=== Extract ===
====================

By Lagi Keresoma
APIA, SAMOA – 22 OCTOBER 2020: The outgoing Chief Executive Officer of the Ministry of Natural Resources and Environment, Ulu Bismarck Crawley was farewell by the Ministry yesterday.
Ulu, like all other public servants who are competing as candidates in next year’s general election, need to resign from their jobs by this Friday, 23 October 2020.
Ulu who had two terms as CEO one of the Governments biggest ministries, had no complaints but said his time serving the Government through the ministry was very rewarding.
“It is a big ministry with 15 Assistant Chief Executive Officers and it was a rewarding experience serving with very good staff,” he said.
“A CEO basically co-ordinates professionals because the staff are a team of professionals and all the CEO does is guide and coordinate the work and it was a blessing working with them.”
Ulu is also the Chairman of the National Emergency Operation Centre (NEOC), a post he will also leave as he pursues a political career.
He chaired NEOC during last years’ measles epidemic and the current Covid-19 pandemic and his work and contribution in coordinating the work of the Emergency Centre had been publicly acknowledged.
Ulu’s resignation is effective immediately but will not leave office until the end of the week.
His immediate plan is to spend most of his time in the village and focusing on the upcoming election.

====================

=== Extracted entries ===
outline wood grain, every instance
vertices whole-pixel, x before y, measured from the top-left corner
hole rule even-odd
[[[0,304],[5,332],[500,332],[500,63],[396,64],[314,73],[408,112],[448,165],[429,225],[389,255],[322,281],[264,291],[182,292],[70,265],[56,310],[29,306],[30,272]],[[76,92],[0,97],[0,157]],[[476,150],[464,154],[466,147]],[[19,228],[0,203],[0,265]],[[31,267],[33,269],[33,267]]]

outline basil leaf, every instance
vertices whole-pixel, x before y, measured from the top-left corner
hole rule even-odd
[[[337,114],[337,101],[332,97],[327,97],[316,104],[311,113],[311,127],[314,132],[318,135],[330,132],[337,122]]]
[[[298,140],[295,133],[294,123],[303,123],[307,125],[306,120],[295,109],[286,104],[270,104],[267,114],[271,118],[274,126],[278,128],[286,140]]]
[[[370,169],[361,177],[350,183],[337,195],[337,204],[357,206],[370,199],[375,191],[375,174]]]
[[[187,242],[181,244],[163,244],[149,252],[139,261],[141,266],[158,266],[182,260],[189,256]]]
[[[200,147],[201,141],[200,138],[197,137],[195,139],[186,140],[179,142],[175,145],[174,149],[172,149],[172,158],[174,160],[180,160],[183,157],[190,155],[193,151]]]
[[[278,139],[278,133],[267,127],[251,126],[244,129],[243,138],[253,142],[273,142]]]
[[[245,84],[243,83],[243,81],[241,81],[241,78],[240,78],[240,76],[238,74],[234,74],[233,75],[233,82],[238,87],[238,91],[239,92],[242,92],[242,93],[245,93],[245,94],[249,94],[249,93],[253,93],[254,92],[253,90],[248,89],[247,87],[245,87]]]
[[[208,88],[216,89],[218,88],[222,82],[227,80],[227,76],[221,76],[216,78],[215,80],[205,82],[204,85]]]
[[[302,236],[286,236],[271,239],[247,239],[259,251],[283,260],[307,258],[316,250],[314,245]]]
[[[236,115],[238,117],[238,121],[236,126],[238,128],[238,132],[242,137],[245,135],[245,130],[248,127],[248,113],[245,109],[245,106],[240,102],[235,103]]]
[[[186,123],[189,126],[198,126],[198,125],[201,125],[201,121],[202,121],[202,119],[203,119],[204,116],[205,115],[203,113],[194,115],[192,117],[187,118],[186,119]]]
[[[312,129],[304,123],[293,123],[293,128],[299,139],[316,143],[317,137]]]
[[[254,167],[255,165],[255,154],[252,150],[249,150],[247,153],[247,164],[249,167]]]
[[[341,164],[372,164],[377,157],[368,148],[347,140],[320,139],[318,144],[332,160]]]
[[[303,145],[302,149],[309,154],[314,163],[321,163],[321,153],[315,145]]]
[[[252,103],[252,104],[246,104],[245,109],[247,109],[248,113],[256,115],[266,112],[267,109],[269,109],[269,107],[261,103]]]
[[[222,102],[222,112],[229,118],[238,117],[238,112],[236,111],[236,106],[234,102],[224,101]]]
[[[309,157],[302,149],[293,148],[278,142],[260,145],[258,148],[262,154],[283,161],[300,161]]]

====================

=== Task brief ===
Continue the news article about the farewell of Samoa's outgoing environment ministry CEO from its last sentence. The entries have no connection to the article.

=== Output below ===
It will be Ulu’s second attempt for the Faleata No.4. parliamentary seat.
For the future, Ulu said he has a lot of work to attend to, and will continue to provide assistance if needed by the ministry especially this time of the year as Samoa prepares for the cyclone season.
“In his career, he served the Meteorology Division through some devastating cyclones such as Ofa in 1990 and Valelia in 1991 and he is offering his assistance at this crucial time as the Head of the Samoa Meteorology Division has resigned on health issues.”
At 57 years old, Ulu believes he is still in his prime and despite his love for his work, “it is time to move on to serve the country from another area.”
He had served his professional career at the international level until he was challenged to follow his ancestors’ footsteps in politics to serve the people of Samoa.
“I will miss the work, but it’s time to move on,” he said.